# Document text:
RFR (S) CR 8014966: Add the proper Javadoc to @Contended

David Holmes david.holmes at oracle.com
Thu May 23 23:58:52 UTC 2013


On 24/05/2013 2:48 AM, Aleksey Shipilev wrote:
> Also, let's wait for David Holmes to glance over it. He has the immense
> capability to spot the weaknesses in the specifications.

Wow talk about pressure! Now I'm obligated to find a weakness. ;-)

Luckily Mike and Peter already touched on a few things so ...

1. I prefer the rephrasing below to make it clear that @Contended on a 
field-less class need not be a no-op.

2. I think something needs to be said about this property and inheritance.

3. I think this:

     The (optional) contention group tag

should be

     The (optional) field contention group tag

and we should also say in the main paragraph that a tag at the class 
level is ignored.

4. I'm a little unclear about the group tags. It states:

"A default annotation without a tag indicates contention with all other
fields, including other {@code @Contended} ones."

# Given information:

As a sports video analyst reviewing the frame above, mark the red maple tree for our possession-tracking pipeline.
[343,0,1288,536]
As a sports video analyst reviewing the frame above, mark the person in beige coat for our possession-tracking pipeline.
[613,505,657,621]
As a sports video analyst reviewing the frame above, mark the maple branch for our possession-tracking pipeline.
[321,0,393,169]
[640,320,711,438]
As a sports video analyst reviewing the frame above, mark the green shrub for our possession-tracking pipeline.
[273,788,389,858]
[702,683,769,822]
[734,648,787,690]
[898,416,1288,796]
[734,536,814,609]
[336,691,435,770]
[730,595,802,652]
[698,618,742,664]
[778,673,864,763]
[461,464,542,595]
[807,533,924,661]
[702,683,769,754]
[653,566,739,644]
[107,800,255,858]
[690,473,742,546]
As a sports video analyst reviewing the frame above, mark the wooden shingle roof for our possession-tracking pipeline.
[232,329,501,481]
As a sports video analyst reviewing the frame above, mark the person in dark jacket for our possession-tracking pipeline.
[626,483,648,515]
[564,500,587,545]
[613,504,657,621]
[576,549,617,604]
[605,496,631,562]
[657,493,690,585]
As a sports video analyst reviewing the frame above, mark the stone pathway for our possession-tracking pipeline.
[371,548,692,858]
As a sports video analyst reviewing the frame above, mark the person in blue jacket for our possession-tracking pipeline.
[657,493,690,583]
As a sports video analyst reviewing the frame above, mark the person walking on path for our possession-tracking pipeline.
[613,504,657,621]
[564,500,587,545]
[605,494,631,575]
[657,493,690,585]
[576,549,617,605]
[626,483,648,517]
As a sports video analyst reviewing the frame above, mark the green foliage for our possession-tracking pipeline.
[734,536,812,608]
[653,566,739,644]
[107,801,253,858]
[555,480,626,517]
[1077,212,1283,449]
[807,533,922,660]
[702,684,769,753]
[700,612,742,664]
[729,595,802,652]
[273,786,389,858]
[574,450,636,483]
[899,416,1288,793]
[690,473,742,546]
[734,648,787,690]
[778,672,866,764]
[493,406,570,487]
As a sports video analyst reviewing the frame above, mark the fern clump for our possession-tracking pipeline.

# Written instruction:
Reproduce the entire mailing list message about the @Contended Javadoc word for word. Work only from the mailing list message; the records play no part here.

# Response:
RFR (S) CR 8014966: Add the proper Javadoc to @Contended

David Holmes david.holmes at oracle.com
Thu May 23 23:58:52 UTC 2013


On 24/05/2013 2:48 AM, Aleksey Shipilev wrote:
> Also, let's wait for David Holmes to glance over it. He has the immense
> capability to spot the weaknesses in the specifications.

Wow talk about pressure! Now I'm obligated to find a weakness. ;-)

Luckily Mike and Peter already touched on a few things so ...

1. I prefer the rephrasing below to make it clear that @Contended on a 
field-less class need not be a no-op.

2. I think something needs to be said about this property and inheritance.

3. I think this:

     The (optional) contention group tag

should be

     The (optional) field contention group tag

and we should also say in the main paragraph that a tag at the class 
level is ignored.

4. I'm a little unclear about the group tags. It states:

"A default annotation without a tag indicates contention with all other
fields, including other {@code @Contended} ones."